======== Records shown

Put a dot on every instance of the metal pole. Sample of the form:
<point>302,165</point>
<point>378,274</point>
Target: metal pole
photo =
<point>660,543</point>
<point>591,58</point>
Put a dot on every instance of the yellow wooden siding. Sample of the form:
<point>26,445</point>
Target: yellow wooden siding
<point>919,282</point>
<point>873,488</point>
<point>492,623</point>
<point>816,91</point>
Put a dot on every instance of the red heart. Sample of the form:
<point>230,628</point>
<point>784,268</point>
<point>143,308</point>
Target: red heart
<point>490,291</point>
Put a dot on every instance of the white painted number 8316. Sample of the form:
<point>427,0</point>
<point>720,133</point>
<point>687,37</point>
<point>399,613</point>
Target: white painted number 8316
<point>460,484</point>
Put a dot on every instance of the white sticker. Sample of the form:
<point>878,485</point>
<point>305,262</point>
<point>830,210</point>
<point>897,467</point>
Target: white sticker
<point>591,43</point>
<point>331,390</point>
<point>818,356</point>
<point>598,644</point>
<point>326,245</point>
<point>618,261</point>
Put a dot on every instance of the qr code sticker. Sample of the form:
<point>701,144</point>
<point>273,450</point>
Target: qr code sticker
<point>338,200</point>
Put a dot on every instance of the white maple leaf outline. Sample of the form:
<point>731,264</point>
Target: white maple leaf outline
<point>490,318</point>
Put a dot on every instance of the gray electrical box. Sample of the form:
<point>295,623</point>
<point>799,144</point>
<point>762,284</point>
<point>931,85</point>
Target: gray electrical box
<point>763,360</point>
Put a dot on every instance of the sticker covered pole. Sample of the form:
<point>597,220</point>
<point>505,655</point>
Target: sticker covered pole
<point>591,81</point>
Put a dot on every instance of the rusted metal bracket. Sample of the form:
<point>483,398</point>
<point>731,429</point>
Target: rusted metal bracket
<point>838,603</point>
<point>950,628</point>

================

What the exercise asks:
Reproduce all of the items above word for word, keeping every line unchanged and in its original order.

Task output:
Put a dot on every instance of the metal pole. Sample of the form:
<point>302,165</point>
<point>378,274</point>
Target: metal pole
photo =
<point>660,543</point>
<point>591,58</point>
Put a dot on every instance of the yellow wooden siding. Sample of the form:
<point>26,445</point>
Target: yellow wooden siding
<point>919,282</point>
<point>873,488</point>
<point>492,623</point>
<point>816,91</point>
Put a dot on every instance of the red heart. Sample of the form:
<point>230,628</point>
<point>784,268</point>
<point>143,308</point>
Target: red heart
<point>490,291</point>
Put a dot on every instance of the white painted number 8316. Sample of the form:
<point>427,0</point>
<point>720,133</point>
<point>687,37</point>
<point>399,613</point>
Target: white painted number 8316
<point>460,484</point>
Put a dot on every instance of the white sticker. Sample of the form:
<point>878,485</point>
<point>305,262</point>
<point>830,210</point>
<point>897,467</point>
Target: white sticker
<point>591,43</point>
<point>331,390</point>
<point>818,356</point>
<point>598,644</point>
<point>326,245</point>
<point>618,261</point>
Put a dot on every instance of the qr code sticker. Sample of the form:
<point>701,144</point>
<point>273,450</point>
Target: qr code sticker
<point>338,200</point>
Put a dot on every instance of the white maple leaf outline. Sample of the form:
<point>731,264</point>
Target: white maple leaf outline
<point>490,318</point>
Put a dot on every instance of the gray electrical box. Sample of the form:
<point>295,623</point>
<point>799,144</point>
<point>762,284</point>
<point>931,85</point>
Target: gray electrical box
<point>763,360</point>
Put a dot on every instance of the sticker covered pole. Sample of the form:
<point>597,220</point>
<point>505,655</point>
Target: sticker covered pole
<point>591,81</point>
Put a dot on every instance of the rusted metal bracket. Sample of the form:
<point>483,398</point>
<point>731,429</point>
Target: rusted metal bracket
<point>838,603</point>
<point>950,628</point>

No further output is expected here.